**Task:**
Copy the items below word for word, starting with the first line and ending after the line that contains "x=13, y=535". Leave the pictures out of your copy.

**Items excerpted from a collection:**
======
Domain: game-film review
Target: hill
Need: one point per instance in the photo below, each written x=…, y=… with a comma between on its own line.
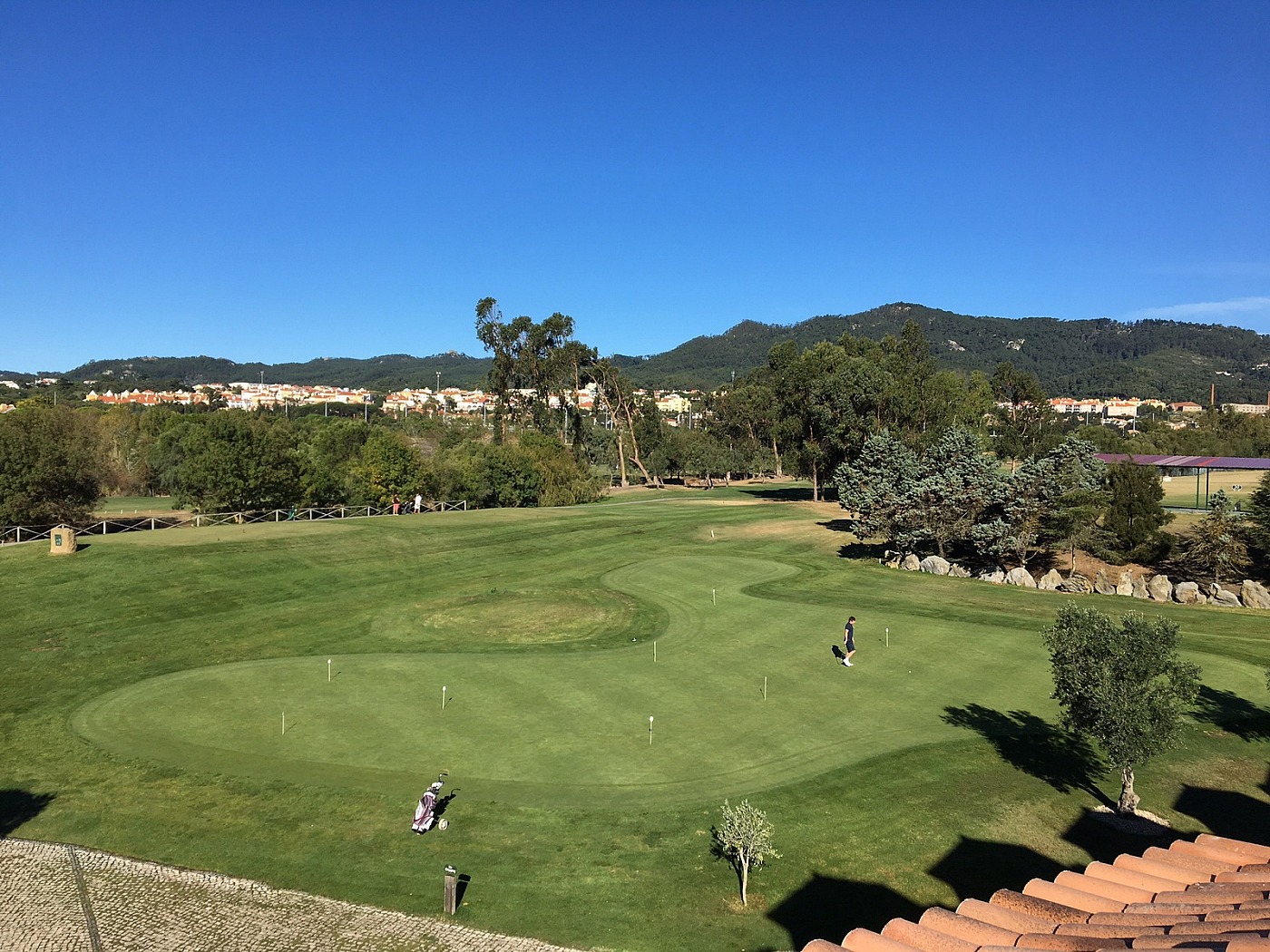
x=1170, y=359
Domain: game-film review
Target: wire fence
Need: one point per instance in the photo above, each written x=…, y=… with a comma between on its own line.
x=13, y=535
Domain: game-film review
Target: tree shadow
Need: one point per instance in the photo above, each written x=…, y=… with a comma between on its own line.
x=778, y=494
x=1227, y=812
x=975, y=869
x=1232, y=714
x=19, y=806
x=1104, y=840
x=827, y=908
x=1060, y=758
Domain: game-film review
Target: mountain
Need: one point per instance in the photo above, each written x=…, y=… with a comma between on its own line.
x=380, y=374
x=1170, y=359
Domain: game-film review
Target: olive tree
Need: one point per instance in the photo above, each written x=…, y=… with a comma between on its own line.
x=1121, y=685
x=743, y=840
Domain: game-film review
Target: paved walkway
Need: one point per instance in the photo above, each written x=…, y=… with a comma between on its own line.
x=54, y=898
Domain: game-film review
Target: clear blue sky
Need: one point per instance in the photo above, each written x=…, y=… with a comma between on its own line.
x=283, y=180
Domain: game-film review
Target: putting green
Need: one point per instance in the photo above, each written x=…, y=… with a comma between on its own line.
x=573, y=729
======
**Correct response:**
Domain: game-film review
Target: hill
Need: one point per instance in the photo below, each written x=…, y=… with a comma between on its own line.
x=1170, y=359
Domain: game-film review
Target: wire fence
Need: one point per instance in the photo above, each written x=…, y=… with a comma between on its own line.
x=13, y=535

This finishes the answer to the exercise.